▶ **Set task**: Copy out exactly every line from the line containing "Please outline every instance of the large" until the records below end, inclusive of both boundary lines.

Dataset entries:
-- begin --

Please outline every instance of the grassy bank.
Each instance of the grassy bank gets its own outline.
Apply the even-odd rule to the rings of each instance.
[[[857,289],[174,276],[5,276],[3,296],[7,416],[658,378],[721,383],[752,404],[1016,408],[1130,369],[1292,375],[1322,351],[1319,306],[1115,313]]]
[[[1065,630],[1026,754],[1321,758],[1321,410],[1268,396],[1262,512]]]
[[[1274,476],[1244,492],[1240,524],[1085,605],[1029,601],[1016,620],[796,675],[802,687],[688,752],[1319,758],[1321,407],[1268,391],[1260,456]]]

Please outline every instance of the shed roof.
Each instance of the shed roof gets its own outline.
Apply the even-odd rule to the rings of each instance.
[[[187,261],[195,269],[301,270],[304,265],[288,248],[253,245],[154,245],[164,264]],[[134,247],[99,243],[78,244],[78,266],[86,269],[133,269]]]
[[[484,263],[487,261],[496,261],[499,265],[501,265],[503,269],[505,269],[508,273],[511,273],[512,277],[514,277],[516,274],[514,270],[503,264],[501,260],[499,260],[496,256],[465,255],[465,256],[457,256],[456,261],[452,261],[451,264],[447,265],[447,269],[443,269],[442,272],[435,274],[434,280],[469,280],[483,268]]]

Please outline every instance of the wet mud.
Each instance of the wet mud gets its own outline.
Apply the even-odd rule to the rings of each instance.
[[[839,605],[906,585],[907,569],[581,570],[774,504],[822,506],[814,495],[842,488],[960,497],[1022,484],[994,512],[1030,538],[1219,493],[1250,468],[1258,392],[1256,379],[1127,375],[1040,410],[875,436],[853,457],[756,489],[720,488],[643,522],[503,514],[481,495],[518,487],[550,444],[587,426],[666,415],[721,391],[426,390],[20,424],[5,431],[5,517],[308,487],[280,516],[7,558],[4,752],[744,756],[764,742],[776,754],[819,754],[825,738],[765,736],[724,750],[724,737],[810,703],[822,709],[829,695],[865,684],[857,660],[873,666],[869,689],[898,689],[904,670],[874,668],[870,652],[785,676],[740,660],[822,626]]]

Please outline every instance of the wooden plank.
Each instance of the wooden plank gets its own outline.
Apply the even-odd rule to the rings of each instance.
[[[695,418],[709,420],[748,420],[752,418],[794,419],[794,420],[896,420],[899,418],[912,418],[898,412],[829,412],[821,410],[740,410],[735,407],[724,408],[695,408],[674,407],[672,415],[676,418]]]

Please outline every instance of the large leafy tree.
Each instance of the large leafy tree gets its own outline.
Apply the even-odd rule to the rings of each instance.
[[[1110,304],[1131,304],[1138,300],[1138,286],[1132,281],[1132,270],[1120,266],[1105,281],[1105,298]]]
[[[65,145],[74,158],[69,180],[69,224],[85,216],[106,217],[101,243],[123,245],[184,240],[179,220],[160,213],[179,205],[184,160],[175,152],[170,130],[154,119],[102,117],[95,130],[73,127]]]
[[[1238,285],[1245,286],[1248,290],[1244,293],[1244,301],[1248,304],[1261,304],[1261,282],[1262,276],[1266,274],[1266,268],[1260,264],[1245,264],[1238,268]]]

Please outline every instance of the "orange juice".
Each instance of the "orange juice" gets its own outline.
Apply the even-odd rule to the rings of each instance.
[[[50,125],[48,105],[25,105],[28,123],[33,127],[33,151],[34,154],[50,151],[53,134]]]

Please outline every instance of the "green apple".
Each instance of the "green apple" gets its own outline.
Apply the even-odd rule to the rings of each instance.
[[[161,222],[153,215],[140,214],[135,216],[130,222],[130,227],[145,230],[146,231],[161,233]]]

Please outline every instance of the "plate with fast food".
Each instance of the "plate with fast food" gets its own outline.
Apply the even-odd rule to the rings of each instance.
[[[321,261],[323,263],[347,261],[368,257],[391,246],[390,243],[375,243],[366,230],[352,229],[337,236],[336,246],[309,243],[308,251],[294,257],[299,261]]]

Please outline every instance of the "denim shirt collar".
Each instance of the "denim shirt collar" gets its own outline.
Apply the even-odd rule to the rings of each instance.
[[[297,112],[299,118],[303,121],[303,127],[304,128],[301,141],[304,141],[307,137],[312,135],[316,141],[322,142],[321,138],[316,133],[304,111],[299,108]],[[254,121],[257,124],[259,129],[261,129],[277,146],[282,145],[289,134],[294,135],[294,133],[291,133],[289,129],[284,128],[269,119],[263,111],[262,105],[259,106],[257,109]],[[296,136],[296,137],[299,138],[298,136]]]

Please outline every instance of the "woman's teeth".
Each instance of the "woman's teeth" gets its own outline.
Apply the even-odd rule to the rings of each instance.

-- end --

▶ **Exercise solution**:
Please outline every instance of the large leafy tree.
Each instance of the large leafy tree gets its own outline.
Apply the even-odd rule to the rings of each instance.
[[[1110,304],[1131,304],[1138,300],[1138,286],[1132,281],[1132,270],[1120,266],[1105,281],[1105,298]]]
[[[65,145],[74,158],[69,180],[69,224],[85,216],[106,217],[101,243],[123,245],[184,240],[179,220],[160,213],[179,205],[184,160],[175,152],[170,130],[154,119],[102,117],[95,130],[73,127]]]
[[[1238,285],[1245,286],[1248,290],[1244,293],[1244,301],[1248,304],[1261,304],[1261,282],[1262,276],[1266,274],[1266,268],[1260,264],[1245,264],[1238,268]]]

Please outline every instance of the "orange juice".
Each instance of the "orange juice" gets its own outline.
Apply the even-odd rule to the rings of each instance.
[[[50,125],[48,105],[25,105],[28,123],[33,127],[33,151],[34,154],[50,151],[53,134]]]

Please outline every instance of the "green apple".
Each instance of the "green apple" gets its own outline.
Apply the even-odd rule to the rings of each instance.
[[[161,222],[153,215],[140,214],[135,216],[130,222],[130,227],[145,230],[146,231],[161,233]]]

Please outline every instance of the "plate with fast food".
Each instance of the "plate with fast food" gets its own outline.
Apply the even-odd rule to the rings of each instance.
[[[321,261],[323,263],[347,261],[368,257],[391,246],[390,243],[375,243],[366,230],[352,229],[337,236],[336,246],[309,243],[308,251],[294,257],[299,261]]]

Please outline every instance of the "denim shirt collar".
Each instance of the "denim shirt collar" gets its own outline.
Apply the even-odd rule to the rings of each instance.
[[[297,112],[299,118],[303,121],[303,127],[304,128],[301,141],[304,141],[307,137],[312,135],[316,141],[322,142],[321,138],[316,133],[304,111],[299,108]],[[254,121],[257,124],[259,129],[261,129],[277,146],[282,145],[289,134],[294,135],[294,133],[291,133],[289,129],[284,128],[269,119],[263,111],[262,105],[259,106],[257,109]],[[296,136],[296,137],[299,138],[298,136]]]

Please outline every instance of the "woman's teeth".
Each instance of the "woman's teeth" gets its own outline.
Apply the even-odd rule to the rings of each instance.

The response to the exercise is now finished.